--- About this exercise ---
Extract the full passage about scaling the voluntary carbon market word for word, leaving out the entries.

--- Text segment ---
────────────────────────────────────────

It’s a reality that prompted the Institute of International Finance to convene the Taskforce on Scaling the Voluntary Carbon Market (TSVCM) late last year. Launched by Mark Carney, special envoy on climate action and finance to the UN, the private sector-led initiative is working to develop an effective and efficient market, in turn allowing a global price for carbon to emerge and providing companies with the tools and incentives to reduce emissions at lowest cost.
As pressure on companies to cut emissions grows, and investors demand clear, credible transition plans, as unequivocally stipulated in BlackRock boss Larry Fink’s 2021 letter to CEOs, “a well-functioning voluntary carbon market will be critical to reaching net zero and net negative goals,” the taskforce states. It predicts that the current market will need to scale at least 15-fold, and potentially 160-fold, to meet growing demand.

────────────────────────────────────────

--- Entries shown ---
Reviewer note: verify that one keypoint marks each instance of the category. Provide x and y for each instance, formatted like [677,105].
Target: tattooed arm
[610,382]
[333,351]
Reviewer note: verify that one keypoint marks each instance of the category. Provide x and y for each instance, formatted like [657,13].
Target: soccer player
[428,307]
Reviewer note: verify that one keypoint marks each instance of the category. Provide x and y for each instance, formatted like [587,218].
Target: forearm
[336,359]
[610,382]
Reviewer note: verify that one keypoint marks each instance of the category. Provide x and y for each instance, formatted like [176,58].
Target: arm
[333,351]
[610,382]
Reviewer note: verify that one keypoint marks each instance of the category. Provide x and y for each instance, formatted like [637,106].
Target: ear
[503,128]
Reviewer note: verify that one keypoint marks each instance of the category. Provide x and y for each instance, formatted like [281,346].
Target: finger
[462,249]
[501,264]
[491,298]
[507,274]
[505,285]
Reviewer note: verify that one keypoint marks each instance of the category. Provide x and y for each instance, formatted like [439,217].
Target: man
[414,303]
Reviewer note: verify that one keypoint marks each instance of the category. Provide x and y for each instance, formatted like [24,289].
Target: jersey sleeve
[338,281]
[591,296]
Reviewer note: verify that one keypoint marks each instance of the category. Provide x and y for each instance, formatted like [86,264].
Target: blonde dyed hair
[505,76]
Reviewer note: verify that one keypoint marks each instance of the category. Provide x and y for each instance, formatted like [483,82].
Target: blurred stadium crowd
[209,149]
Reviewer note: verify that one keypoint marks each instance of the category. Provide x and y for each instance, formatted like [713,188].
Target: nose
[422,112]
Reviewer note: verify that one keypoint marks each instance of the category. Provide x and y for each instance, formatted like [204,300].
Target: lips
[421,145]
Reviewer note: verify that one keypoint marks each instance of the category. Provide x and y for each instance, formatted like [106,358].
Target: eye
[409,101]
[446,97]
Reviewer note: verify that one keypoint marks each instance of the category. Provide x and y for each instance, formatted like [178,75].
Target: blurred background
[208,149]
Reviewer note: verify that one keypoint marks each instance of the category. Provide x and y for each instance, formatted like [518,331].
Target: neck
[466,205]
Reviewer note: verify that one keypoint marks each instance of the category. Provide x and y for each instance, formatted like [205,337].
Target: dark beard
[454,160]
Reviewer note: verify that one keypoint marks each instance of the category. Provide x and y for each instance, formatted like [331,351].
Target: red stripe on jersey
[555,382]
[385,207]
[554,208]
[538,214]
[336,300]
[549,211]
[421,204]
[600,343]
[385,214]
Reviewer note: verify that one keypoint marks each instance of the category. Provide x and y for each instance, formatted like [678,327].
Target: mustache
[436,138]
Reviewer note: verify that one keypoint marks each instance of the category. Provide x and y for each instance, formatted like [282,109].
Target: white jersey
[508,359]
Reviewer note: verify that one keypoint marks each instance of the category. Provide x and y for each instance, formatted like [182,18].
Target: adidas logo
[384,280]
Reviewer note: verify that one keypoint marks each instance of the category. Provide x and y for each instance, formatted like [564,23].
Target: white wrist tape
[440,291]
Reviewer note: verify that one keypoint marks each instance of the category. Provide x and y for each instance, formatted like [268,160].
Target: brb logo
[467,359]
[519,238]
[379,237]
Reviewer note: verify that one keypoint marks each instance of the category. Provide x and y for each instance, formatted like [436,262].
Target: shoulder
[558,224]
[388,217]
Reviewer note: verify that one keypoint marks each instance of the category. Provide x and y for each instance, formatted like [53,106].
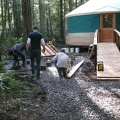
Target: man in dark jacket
[35,40]
[16,51]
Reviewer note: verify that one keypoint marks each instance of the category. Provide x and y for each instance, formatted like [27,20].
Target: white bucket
[76,50]
[71,50]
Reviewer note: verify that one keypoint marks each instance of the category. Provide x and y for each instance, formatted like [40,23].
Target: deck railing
[117,38]
[94,48]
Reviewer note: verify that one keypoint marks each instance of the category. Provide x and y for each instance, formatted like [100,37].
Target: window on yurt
[107,21]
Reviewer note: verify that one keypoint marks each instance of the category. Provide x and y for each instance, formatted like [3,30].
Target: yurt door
[107,25]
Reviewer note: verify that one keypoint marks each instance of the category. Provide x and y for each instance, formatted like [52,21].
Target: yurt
[82,22]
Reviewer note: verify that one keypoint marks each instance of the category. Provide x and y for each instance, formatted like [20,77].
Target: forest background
[17,17]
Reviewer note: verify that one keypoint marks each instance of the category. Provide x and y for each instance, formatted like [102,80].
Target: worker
[18,50]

────────────────────────────────────────

--- Completed exercise ---
It’s a reality that prompted the Institute of International Finance to convene the Taskforce on Scaling the Voluntary Carbon Market (TSVCM) late last year. Launched by Mark Carney, special envoy on climate action and finance to the UN, the private sector-led initiative is working to develop an effective and efficient market, in turn allowing a global price for carbon to emerge and providing companies with the tools and incentives to reduce emissions at lowest cost.
As pressure on companies to cut emissions grows, and investors demand clear, credible transition plans, as unequivocally stipulated in BlackRock boss Larry Fink’s 2021 letter to CEOs, “a well-functioning voluntary carbon market will be critical to reaching net zero and net negative goals,” the taskforce states. It predicts that the current market will need to scale at least 15-fold, and potentially 160-fold, to meet growing demand.